_What the exercise asks_
In the data below, which lines hold the word "shoulder"? Copy them.

_Supplied information_
━━━

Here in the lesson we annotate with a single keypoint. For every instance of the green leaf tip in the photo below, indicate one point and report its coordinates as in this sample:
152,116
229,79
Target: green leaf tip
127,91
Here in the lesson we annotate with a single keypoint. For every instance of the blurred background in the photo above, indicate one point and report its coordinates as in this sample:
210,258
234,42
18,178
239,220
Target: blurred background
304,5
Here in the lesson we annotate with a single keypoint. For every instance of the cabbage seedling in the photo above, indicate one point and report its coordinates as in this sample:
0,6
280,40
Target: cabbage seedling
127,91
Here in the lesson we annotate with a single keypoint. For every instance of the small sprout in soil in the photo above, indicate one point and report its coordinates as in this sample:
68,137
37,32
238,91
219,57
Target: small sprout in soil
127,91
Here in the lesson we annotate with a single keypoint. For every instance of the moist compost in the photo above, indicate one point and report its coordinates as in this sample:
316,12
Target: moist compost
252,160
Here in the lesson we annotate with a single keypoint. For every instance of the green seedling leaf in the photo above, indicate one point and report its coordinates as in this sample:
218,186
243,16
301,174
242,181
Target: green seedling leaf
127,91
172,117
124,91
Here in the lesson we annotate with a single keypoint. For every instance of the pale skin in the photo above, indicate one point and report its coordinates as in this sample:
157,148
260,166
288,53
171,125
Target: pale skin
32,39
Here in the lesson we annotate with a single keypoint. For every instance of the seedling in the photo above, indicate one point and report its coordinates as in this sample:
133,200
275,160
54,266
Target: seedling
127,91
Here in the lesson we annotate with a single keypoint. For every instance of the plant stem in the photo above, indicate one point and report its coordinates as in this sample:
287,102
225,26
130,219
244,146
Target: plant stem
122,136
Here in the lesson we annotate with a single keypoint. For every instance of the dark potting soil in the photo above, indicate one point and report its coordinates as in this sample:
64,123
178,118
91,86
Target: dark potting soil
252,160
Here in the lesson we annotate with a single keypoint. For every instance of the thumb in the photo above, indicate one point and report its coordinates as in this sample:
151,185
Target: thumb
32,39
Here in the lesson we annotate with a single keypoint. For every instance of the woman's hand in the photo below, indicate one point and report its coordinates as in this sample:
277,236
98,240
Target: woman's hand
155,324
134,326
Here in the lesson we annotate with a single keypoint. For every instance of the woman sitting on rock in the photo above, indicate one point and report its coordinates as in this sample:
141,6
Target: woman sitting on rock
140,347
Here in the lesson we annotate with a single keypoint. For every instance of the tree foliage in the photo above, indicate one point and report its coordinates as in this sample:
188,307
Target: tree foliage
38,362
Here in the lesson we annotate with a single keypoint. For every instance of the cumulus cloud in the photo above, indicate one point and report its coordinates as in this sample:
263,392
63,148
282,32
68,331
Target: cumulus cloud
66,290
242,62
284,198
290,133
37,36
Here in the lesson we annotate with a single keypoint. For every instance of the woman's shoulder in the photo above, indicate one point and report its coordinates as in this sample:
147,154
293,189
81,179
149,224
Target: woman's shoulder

━━━

_Output below_
Here in the lesson we annotate with a single keypoint. For every instance of the woman's shoulder in the photo above, indicate one point and report its coordinates as in this sample:
Target: woman's shoulder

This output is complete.